- _PROBLEM STATEMENT_
Return the listing beneath precisely, with every line intact.

- _STUDY MATERIAL_
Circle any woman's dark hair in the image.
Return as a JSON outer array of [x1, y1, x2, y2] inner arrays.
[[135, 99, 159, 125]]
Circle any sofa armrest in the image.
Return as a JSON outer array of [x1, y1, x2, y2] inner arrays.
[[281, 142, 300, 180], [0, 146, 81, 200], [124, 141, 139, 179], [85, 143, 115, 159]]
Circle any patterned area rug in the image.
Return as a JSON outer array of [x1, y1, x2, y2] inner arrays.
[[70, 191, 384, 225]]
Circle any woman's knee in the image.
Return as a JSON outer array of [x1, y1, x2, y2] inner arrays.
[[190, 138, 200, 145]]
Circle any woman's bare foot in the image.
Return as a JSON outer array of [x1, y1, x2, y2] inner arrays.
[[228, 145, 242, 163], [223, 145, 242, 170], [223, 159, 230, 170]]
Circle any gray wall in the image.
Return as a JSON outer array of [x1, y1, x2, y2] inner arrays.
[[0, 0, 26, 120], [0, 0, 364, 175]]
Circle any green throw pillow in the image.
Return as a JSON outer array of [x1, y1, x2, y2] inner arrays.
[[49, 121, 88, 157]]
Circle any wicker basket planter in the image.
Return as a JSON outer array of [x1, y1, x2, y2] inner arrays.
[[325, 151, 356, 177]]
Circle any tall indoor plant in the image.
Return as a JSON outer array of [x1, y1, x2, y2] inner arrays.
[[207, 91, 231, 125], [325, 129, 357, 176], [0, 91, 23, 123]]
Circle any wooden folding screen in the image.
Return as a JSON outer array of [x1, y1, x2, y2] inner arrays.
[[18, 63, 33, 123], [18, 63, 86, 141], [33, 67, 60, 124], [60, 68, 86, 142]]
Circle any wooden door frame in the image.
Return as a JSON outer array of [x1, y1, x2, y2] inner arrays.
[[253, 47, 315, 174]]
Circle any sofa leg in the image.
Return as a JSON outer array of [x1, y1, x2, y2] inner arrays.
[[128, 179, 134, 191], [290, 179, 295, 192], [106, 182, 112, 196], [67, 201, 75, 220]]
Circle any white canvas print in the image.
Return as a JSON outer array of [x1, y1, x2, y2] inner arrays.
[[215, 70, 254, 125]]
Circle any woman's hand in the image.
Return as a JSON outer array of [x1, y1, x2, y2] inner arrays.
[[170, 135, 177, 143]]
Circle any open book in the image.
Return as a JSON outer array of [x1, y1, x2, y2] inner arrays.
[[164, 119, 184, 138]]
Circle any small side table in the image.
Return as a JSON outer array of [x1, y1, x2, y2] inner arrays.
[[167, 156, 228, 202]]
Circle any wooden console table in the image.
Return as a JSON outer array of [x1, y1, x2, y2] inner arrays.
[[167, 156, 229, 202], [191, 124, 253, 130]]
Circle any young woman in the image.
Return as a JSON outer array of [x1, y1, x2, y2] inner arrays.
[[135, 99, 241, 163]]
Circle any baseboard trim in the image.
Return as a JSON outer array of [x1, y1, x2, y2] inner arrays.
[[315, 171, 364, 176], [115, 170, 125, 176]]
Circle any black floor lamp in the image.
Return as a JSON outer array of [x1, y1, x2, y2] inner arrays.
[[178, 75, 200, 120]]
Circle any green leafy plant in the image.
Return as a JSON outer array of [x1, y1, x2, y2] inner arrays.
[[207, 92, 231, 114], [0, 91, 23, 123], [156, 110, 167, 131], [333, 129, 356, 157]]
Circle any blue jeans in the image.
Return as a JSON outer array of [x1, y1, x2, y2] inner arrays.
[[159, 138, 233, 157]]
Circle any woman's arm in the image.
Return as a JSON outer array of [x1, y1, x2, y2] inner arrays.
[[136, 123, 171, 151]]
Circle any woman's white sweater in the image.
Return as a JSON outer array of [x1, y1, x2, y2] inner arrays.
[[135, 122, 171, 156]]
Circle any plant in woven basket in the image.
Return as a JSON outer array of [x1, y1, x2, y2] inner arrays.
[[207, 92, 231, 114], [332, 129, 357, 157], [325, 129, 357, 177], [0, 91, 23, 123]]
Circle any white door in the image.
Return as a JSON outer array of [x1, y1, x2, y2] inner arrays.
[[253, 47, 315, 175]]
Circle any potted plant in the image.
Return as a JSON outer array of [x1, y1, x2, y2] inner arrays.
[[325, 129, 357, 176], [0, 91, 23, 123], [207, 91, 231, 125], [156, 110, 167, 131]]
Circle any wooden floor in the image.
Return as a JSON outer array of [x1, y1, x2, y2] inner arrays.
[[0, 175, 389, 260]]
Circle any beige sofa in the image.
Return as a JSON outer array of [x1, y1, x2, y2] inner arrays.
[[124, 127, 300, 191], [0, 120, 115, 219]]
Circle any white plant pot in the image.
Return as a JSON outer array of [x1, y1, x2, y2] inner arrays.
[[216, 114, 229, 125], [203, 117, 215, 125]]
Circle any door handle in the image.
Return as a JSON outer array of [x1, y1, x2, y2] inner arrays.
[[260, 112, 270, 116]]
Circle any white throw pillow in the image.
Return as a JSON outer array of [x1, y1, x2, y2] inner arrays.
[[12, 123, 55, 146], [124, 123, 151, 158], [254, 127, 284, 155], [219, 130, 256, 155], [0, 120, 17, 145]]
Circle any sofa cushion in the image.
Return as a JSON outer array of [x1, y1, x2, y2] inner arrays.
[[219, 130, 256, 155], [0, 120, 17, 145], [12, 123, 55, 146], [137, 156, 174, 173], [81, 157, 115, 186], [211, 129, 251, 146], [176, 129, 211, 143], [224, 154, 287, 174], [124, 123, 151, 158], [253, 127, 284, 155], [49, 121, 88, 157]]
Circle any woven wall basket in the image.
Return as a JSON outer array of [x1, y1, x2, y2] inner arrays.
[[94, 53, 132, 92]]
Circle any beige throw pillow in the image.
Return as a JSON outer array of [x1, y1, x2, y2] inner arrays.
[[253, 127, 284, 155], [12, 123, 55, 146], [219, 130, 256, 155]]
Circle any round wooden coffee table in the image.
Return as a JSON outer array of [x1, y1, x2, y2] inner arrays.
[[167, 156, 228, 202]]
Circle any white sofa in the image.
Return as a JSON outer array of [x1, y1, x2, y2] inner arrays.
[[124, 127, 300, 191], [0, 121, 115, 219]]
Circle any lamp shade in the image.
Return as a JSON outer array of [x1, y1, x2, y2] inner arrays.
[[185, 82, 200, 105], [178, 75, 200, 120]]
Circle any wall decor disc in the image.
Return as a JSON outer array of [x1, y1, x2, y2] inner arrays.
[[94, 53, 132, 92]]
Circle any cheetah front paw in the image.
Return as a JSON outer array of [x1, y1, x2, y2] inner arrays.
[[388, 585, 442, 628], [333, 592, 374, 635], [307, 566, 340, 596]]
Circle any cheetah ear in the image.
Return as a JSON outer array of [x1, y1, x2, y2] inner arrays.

- _TASK RESPONSE_
Circle any woman's dark hair in the image.
Return as a JSON outer array of [x1, y1, x2, y2] inner arrays.
[[135, 99, 159, 125]]
Circle any sofa armrest in the image.
Return as a JSON outer array of [x1, y1, x2, y2] inner arrays.
[[281, 142, 300, 180], [0, 146, 81, 200], [124, 141, 139, 179], [85, 143, 115, 159]]
Circle any patterned area rug in the image.
Return as a JSON outer array of [x1, y1, x2, y2] inner arrays.
[[70, 191, 384, 225]]
Circle any woman's knee in the image.
Return as a JSON outer array of [x1, y1, x2, y2] inner arrays.
[[190, 138, 200, 145]]
Circle any woman's bare foot in the image.
Return as a JSON outer array of [x1, y1, x2, y2] inner arrays.
[[228, 145, 242, 163], [223, 145, 242, 170], [223, 159, 230, 170]]
Circle any gray wall in the image.
Return as a JSON outer array of [x1, y1, x2, y2] inner arrays.
[[0, 0, 26, 120], [0, 0, 364, 175]]
Circle any green throw pillow in the image.
Return as a JSON outer array of [x1, y1, x2, y2] inner arrays.
[[49, 121, 88, 157]]
Circle any wicker basket planter in the image.
Return as a JSON outer array of [x1, y1, x2, y2] inner arrays.
[[325, 151, 356, 177]]
Circle any tall indoor plant in the image.
Return as a JSON outer array of [x1, y1, x2, y2] inner arrays.
[[207, 91, 231, 125], [325, 129, 357, 176], [0, 91, 23, 123]]
Circle any wooden folding screen in the image.
Return as a JSON outer array of [x1, y1, x2, y2] inner arrays.
[[18, 63, 33, 123], [18, 63, 86, 141], [33, 67, 60, 124], [60, 68, 86, 142]]
Circle any wooden door frame in the image.
Return as a JSON outer array of [x1, y1, x2, y2] inner arrays.
[[253, 47, 315, 174]]
Circle any sofa leg in the image.
Return as a JSON outer array of [x1, y1, x2, y2] inner arrays.
[[128, 179, 134, 191], [290, 179, 295, 192], [106, 182, 112, 196], [67, 201, 75, 220]]
Circle any white canvas print in the image.
Return as a JSON outer array of [x1, y1, x2, y2] inner arrays.
[[215, 70, 254, 125]]
Circle any woman's hand in the image.
Return as a JSON outer array of [x1, y1, x2, y2] inner arrays.
[[170, 135, 177, 143]]
Circle any open book in the image.
Return as a JSON outer array of [x1, y1, x2, y2] inner arrays.
[[164, 119, 184, 138]]
Circle any small side table in the image.
Return as a JSON outer array of [x1, y1, x2, y2] inner arrays.
[[167, 156, 228, 202]]
Circle any wooden console table in the image.
Return as a JSON outer array of [x1, y1, x2, y2] inner arrays.
[[167, 156, 229, 202], [191, 124, 253, 130]]
Circle any young woman in the image.
Return as a JSON outer array of [x1, y1, x2, y2] inner arrays.
[[135, 99, 241, 163]]
Circle any baseboard trim in the image.
Return as a JSON outer array of [x1, y1, x2, y2] inner arrays.
[[315, 171, 364, 176], [115, 170, 125, 176]]
Circle any black floor lamp in the image.
Return as a JSON outer array of [x1, y1, x2, y2] inner arrays.
[[178, 75, 200, 120]]
Circle any green leafy plant in the image.
Return as a JSON outer array of [x1, y1, x2, y2] inner arrays.
[[207, 92, 231, 114], [0, 91, 23, 123], [156, 110, 167, 131], [333, 129, 356, 157]]
Circle any blue jeans in the image.
Return as a JSON outer array of [x1, y1, x2, y2] inner arrays.
[[159, 138, 233, 157]]
Circle any woman's arm in the image.
Return as a JSON outer array of [x1, y1, x2, y2] inner arrays.
[[136, 123, 171, 151]]
Circle any woman's white sweater in the image.
Return as a JSON outer array of [x1, y1, x2, y2] inner arrays.
[[135, 122, 171, 156]]
Circle any plant in woven basket in the image.
Return as a JSON outer array of [x1, y1, x2, y2] inner arrays.
[[207, 92, 231, 114], [332, 129, 357, 157], [325, 129, 357, 177], [0, 91, 23, 123]]
Circle any white door in the image.
Return as a JSON outer array of [x1, y1, x2, y2] inner arrays.
[[253, 47, 315, 175]]
Circle any potted plant in the image.
Return as a JSON outer array of [x1, y1, x2, y2] inner arrays.
[[325, 129, 357, 176], [0, 91, 23, 123], [207, 91, 231, 125], [156, 110, 167, 131]]
Circle any wooden floor in the image.
Return as a JSON outer array of [x1, y1, x2, y2] inner arrays.
[[0, 175, 389, 260]]
Circle any beige sofa in the image.
Return as a JSON outer array of [x1, y1, x2, y2] inner arrays.
[[124, 127, 300, 191], [0, 120, 115, 219]]
Circle any white plant pot in the image.
Return as a JSON outer array of [x1, y1, x2, y2] inner arrays.
[[216, 114, 229, 125], [203, 117, 215, 125]]
Circle any door handle in the image.
Return as a JSON outer array of [x1, y1, x2, y2] inner arrays.
[[260, 112, 270, 116]]
Circle any white throw pillow in the image.
Return as a JSON outer array of [x1, y1, x2, y2] inner arrays.
[[12, 123, 55, 146], [124, 123, 151, 158], [254, 127, 284, 155], [219, 130, 256, 155], [0, 120, 17, 145]]
Circle any sofa cushion in the image.
Return as a JSON outer array of [x1, y1, x2, y2] inner arrays.
[[219, 130, 256, 155], [0, 120, 17, 145], [12, 123, 55, 146], [137, 156, 174, 173], [81, 157, 115, 186], [211, 129, 251, 146], [176, 129, 211, 143], [224, 154, 287, 174], [124, 123, 151, 158], [253, 127, 284, 155], [49, 121, 88, 157]]
Circle any woven wall basket in the image.
Return as a JSON outer array of [x1, y1, x2, y2] inner arrays.
[[94, 53, 132, 92]]
Circle any beige throw pillow in the image.
Return as a JSON outer array of [x1, y1, x2, y2] inner arrays.
[[253, 127, 284, 155], [12, 123, 55, 146], [219, 130, 256, 155]]
Circle any round wooden coffee table in the image.
Return as a JSON outer array of [x1, y1, x2, y2] inner arrays.
[[167, 156, 228, 202]]
Circle any white sofa in the image.
Return as a JSON outer array of [x1, y1, x2, y2] inner arrays.
[[124, 127, 300, 191], [0, 121, 115, 219]]
Circle any lamp shade in the image.
Return as a JSON outer array of [x1, y1, x2, y2] inner arrays.
[[185, 82, 200, 105], [178, 75, 200, 120]]
Circle any wall decor disc in the image.
Return as a JSON outer array of [x1, y1, x2, y2] inner arrays.
[[94, 53, 132, 92]]
Circle any cheetah front paw in the image.
Return as a JSON outer array of [x1, y1, x2, y2] inner arrays.
[[388, 585, 442, 628], [333, 592, 374, 635], [307, 566, 340, 596]]
Circle any cheetah ear in the image.
Return as a JSON outer array of [x1, y1, x2, y2] inner arrays.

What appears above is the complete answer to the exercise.